* Exercise prompt: Extract every line of the records below and reproduce each one verbatim, leaving nothing out.

Excerpts from a dataset on object pointing:
----

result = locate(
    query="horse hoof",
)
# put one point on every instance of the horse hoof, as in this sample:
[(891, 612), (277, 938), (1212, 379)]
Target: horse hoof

----

* Solution to the exercise:
result = locate(
    query="horse hoof",
)
# put one point on every instance of the horse hoof, as in this sample:
[(891, 612), (277, 938), (1212, 379)]
Target: horse hoof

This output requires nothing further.